— start ENTRIES —

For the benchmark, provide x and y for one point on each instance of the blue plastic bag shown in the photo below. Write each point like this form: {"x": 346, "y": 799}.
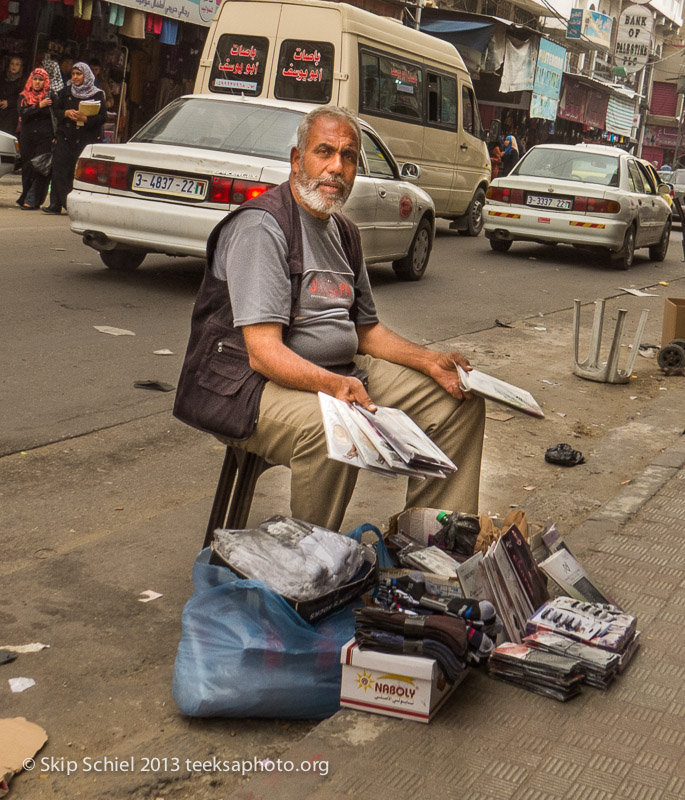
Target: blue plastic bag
{"x": 244, "y": 652}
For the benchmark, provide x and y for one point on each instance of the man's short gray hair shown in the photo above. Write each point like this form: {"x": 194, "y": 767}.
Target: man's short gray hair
{"x": 333, "y": 112}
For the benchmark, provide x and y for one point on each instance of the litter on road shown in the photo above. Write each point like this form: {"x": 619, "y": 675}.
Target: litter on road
{"x": 113, "y": 331}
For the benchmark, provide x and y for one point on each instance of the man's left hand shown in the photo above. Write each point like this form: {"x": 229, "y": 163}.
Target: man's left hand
{"x": 444, "y": 372}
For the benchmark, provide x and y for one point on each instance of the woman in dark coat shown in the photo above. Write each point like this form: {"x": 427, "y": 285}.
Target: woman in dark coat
{"x": 74, "y": 131}
{"x": 9, "y": 95}
{"x": 35, "y": 137}
{"x": 510, "y": 156}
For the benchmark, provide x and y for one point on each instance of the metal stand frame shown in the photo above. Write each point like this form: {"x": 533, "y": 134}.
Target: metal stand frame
{"x": 237, "y": 482}
{"x": 606, "y": 372}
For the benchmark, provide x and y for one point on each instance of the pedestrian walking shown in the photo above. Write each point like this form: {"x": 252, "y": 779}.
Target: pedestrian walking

— end ENTRIES —

WRITTEN PROBLEM: Lay out every line of the records above as a numbered list, dropping any blank lines. Leave the pictures out.

SOLUTION TO THE EXERCISE:
1. For the benchmark, provide x and y for one point on each instance of the blue plastic bag shown in the photo below. Write each point like this form: {"x": 346, "y": 799}.
2. Target: blue plastic bag
3. {"x": 244, "y": 652}
4. For the benchmark, provide x and y for one point on each instance of the man's short gray hair shown in the photo above. Write each point like this form: {"x": 194, "y": 767}.
5. Target: man's short gray hair
6. {"x": 333, "y": 112}
7. For the benchmark, provide x and y for one point on each instance of the litter on road shown in the photo above. Write each point like this form: {"x": 619, "y": 675}.
8. Target: litter on road
9. {"x": 113, "y": 331}
10. For the benchmark, provide x and y for one point on each instance of the man's left hand shown in the photo above. Write each point like this form: {"x": 229, "y": 163}.
11. Target: man's left hand
12. {"x": 444, "y": 372}
13. For the benchmark, provide x and y for one point on each instance of the woman in dark coat shown in the photo above. Write each point like this form: {"x": 427, "y": 285}.
14. Target: woman in dark coat
15. {"x": 74, "y": 131}
16. {"x": 9, "y": 95}
17. {"x": 35, "y": 137}
18. {"x": 510, "y": 156}
19. For the benchmark, provide x and y for one point on each instance of the metal stand frame shown in the photo above. Write each point like this form: {"x": 533, "y": 134}.
20. Target: metal stand frame
21. {"x": 237, "y": 482}
22. {"x": 606, "y": 372}
23. For the benchmark, provide x and y for one point on each instance of the pedestrian walking shown in the photo above. Write each point like this form: {"x": 252, "y": 779}.
24. Target: pedestrian walking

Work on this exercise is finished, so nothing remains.